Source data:
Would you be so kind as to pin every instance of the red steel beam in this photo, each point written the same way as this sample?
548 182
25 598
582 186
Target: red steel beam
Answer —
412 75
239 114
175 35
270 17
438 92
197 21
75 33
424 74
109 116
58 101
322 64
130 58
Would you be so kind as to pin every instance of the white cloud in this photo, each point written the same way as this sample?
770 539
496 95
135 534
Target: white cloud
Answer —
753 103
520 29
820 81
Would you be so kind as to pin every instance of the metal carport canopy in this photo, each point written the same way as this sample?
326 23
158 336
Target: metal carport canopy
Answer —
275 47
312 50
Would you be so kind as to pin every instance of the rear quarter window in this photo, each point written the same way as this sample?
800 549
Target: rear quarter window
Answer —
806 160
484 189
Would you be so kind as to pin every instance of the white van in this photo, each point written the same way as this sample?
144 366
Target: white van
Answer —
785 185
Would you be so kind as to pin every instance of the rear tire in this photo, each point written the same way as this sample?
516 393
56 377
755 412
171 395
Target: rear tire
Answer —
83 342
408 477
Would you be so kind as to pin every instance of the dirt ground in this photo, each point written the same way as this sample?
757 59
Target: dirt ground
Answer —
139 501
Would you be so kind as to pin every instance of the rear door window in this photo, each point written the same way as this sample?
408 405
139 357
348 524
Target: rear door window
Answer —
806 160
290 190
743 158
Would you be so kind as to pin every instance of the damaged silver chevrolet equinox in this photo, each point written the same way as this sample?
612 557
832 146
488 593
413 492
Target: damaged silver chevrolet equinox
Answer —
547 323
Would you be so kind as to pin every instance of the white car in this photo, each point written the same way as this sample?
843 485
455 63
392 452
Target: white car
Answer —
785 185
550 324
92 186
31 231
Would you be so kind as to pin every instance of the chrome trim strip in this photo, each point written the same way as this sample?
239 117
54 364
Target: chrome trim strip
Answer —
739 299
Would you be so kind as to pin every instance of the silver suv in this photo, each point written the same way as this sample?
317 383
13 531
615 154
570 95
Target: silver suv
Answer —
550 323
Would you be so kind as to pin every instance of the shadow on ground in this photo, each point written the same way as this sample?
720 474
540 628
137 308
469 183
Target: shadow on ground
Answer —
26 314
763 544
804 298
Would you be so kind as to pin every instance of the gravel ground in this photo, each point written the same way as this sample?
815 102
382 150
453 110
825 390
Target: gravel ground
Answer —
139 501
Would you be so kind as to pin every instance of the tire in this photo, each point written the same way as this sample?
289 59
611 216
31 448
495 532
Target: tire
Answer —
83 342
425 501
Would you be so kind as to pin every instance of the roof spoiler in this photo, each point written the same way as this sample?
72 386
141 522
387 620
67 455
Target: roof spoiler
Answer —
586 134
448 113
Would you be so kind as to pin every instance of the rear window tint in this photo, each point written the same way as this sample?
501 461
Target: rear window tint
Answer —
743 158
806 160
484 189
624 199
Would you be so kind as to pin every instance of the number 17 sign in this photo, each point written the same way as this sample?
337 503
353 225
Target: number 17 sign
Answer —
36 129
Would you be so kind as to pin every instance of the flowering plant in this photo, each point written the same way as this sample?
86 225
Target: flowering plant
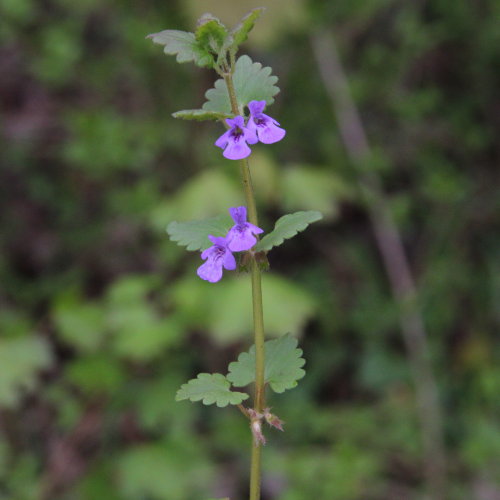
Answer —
244 85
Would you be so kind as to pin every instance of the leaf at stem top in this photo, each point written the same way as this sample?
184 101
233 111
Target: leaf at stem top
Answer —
184 45
241 30
286 227
200 115
211 388
283 365
251 82
194 234
210 33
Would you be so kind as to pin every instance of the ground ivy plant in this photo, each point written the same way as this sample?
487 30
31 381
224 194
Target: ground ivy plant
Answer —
233 241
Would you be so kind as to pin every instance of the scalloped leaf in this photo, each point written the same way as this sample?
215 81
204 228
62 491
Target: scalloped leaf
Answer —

WORK INSTRUCTION: Omit the pictures. Repeat the rest of the data exactly.

TASK ANSWER:
Would you be so kind as to pin every instance of the red steel beam in this photo, each point written the same way as this sample?
548 182
25 598
582 186
Target: red steel beam
Answer —
412 75
239 114
175 35
270 17
438 92
197 21
75 33
424 74
109 116
58 101
322 64
130 58
Would you be so kind as to pin every instance of the white cloud in this photo, each point written the same way as this sample?
770 539
496 95
135 534
Target: white cloud
Answer —
753 103
520 29
820 81
Would you be so kind as to pin every instance of the metal carport canopy in this photo, each point written the same way as this sample?
326 23
158 336
Target: metal carport canopy
Answer —
275 47
312 50
Would you be so kind as to pin every instance of the rear quarter window in this photo, each point written the same way as this sample?
800 549
Target: rear quarter window
Answer —
806 160
484 189
Would you be so kind as to pin every instance of the white van in this photo, each point written the same way as this sample?
144 366
Target: white van
Answer —
785 185
Would you be so kind as to pin every instance of the rear tire in this photo, each point written the same way as this sample?
516 393
56 377
755 412
171 395
Target: rear tire
Answer —
83 342
408 477
Would you be so kind as to pin every instance of the dirt ground in this photo, each point written the same way as this sample?
757 59
Target: dirt ground
Answer —
139 501
Would you be so kind as to pin every instance of the rear door window in this photo, each point written the same way as this sample?
408 405
139 357
348 524
Target: rear door window
Answer —
806 160
290 190
743 158
Would you be so kind as to pin every instance of the damaged silver chevrolet equinox in this photo, each point written the same way as this sample?
612 557
832 146
488 593
413 492
Target: damaged silver chevrolet equinox
Answer —
547 323
Would you be so kind as to pin every instance of the white car in this photo, each point written the same way as this sample?
843 485
455 63
392 452
Target: white car
Answer —
785 185
550 324
92 186
31 231
Would you be so kind as to pin every instance of the chrome trim strip in this photo, each point written the same way as this sample?
239 117
54 364
Target: chrome trim strip
Answer —
739 299
Would you be so kind as to pin every instance of the silver suv in this photo, each point written the same way as this sample?
317 383
13 531
615 154
570 95
Target: silver suv
Answer —
550 323
Would you be so kind as to pin every instance of the shadow on ground in this photo, each point written the same way as this sample?
720 474
540 628
137 308
469 183
Target: shadow on ground
Answer —
26 314
763 544
804 298
Would you be so kind as to pin every instance of the gravel ground in this photo, each point written the same way as this sample?
815 102
382 150
453 110
825 390
Target: gravel ground
Answer —
139 501
Would you be so kind as to pin every instance of the tire in this photo, each point written the same way as this sample?
289 59
611 216
31 448
495 532
Target: tire
Answer —
83 342
425 501
Would you be so kind as to pin every instance of the roof spoiler in this photo, each point written the same way as this sample?
72 386
141 522
387 620
67 455
Target: roof spoiler
Answer —
586 134
448 113
Would you be so kind as to pin every instance of the rear window tint in this photo, each point written the same way as this sample?
501 461
Target: rear window tint
Answer —
743 158
806 160
484 189
624 199
Would you be so kind as to pin every instance of the number 17 sign in this photo, each point written the same way as this sample?
337 503
353 225
Target: number 17 sign
Answer —
36 129
Would you be so kind as to pin every instance of the flowering plant in this photo, each point written the same way as this sample?
86 225
Target: flowering plant
Answer —
244 85
Would you be so kind as to pin every instance of the leaf at stem top in this photo, each point written the same way as this sample?
184 101
233 111
Target: leaf at stem top
Answer —
184 45
241 30
286 227
200 115
211 388
283 365
251 82
194 234
210 33
Would you be so kind as to pin every instance of the ground ivy plant in this photo, each point written the same way as this sample?
487 30
31 381
224 194
Target: ground ivy plant
Answer —
233 241
Would you be so kind as to pin every instance of the scalloped leaf in this photo, each point written the same way as this sample?
215 81
204 228
62 491
Target: scalloped leaf
Answer —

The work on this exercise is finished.